Written request A:
Which three quoted slogans does the commenter Vonnegan put in quotation marks in the comment thread about P.J. O'Rourke?

Document:
<<<<
O'Rourke is a humorist writing for people who don't like us much and especially don't like Trump.

John Borell said...

Paywalled. But I like the comment, we are what you get when you turn a horde loose in a vast space.

I don’t think any other country is like us. I don’t think any of them can truly understand us.

Fernandinande said...

I'm so old I can remember when P.J. O'Rourke was funny.

Drago said...

Reposted from another thread:

Unbelievable.

Now the democraticals are talking about impeaching Trump and/or Barr to stop the republicans from comfirming another SC justice!

Gaming this out, this impeachment gambit represents desperation on a scale not before seen which can mean only 1 thing: The democraticals are executing their mass mailing/ballot harvesting ploy with the clear understanding that Roberts was in their corner and would vote to give the democraticals what they needed to cheat Trump out of office.

But RBG's untimely passing has now thrown that plan, which is all the democraticals have left before open insurrection, into chaos.

Drago said...

PJ ain't PJ anymore.

He's just Peggy Noonan with a cocktail.

Vonnegan said...

O'Rourke used to be wonderful to read - irreverent and hilarious at his best. Now he's been reduced to shilling for the likes of Joe Biden. Did some investments go bad, PJ? Worried you don't have enough in the bank for your dotage? "Joe Biden is kind!" "Joe Biden is smart!" "Orange Man bad!" What a pathetic, irrelevant, unfunny hack. Blech.

Bay Area Guy said...

PJ was wonderful 30 years ago. Haven't heard much from him since. Not sure he has the current pulse of American politics in his grasp.

Narayanan said...

BleachBit-and-Hammers said...
Clinton won the popular vote in ONE state. The most populated state in our union is CA, and she won it by around 4 million votes.

Her win in CA proves WHY we NEED the fairness of the EC.

otherwise- CA would pick our pres every time. Is that what we want?
-------------===============
I would Make it simple(r) >>>> CA Governor is also US President with Treasury disbursal at his pleasure.

Q: Could Hillary have won (still win before she dies) CA Gov

narciso said...

so do I, I remember when o'rourke was at his peak in 'holidays in hell' he described a filipino militia commander. 'compact like an attack hamsters' now he's gone respectable curmudgeon, a contradiction in terms,

the world of shibumi, is what we see now with the panopticon that snowden revealed, it would be hard for a nicholas hel, to hide out in the modern era, even in the basque highlands,

Big Mike said...

Americans have had their fun electing a clown flapping around in huge shoes he can’t fill, honking incessantly on his Twitter horn, the little car of his administration spilling forth far too many buffoons, zanies and felony indictments.
>>>>
Written request B:
How many lines of the records contain the word "Please"? Give only the number.

Task material:
<<<<
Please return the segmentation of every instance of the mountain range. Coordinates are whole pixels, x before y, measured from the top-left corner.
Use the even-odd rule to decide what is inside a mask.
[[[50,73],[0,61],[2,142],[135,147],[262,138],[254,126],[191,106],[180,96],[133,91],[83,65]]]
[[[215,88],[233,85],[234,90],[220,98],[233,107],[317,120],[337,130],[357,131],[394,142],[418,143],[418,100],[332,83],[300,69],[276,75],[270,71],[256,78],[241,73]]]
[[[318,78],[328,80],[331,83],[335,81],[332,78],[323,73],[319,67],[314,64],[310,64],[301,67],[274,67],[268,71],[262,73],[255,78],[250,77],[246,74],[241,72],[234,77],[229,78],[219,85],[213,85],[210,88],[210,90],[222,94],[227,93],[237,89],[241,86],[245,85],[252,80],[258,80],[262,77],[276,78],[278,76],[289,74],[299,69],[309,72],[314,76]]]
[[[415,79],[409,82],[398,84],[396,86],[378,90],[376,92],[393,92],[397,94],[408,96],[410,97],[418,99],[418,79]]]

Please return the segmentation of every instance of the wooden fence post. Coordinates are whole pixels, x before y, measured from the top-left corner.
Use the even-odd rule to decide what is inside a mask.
>>>>
<<<<
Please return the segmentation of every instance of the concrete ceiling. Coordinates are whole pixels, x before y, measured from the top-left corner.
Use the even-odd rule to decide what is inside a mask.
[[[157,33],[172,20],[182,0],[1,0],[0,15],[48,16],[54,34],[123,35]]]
>>>>
Complete answer A:
"Joe Biden is kind!"
"Joe Biden is smart!"
"Orange Man bad!"

Complete answer B:
3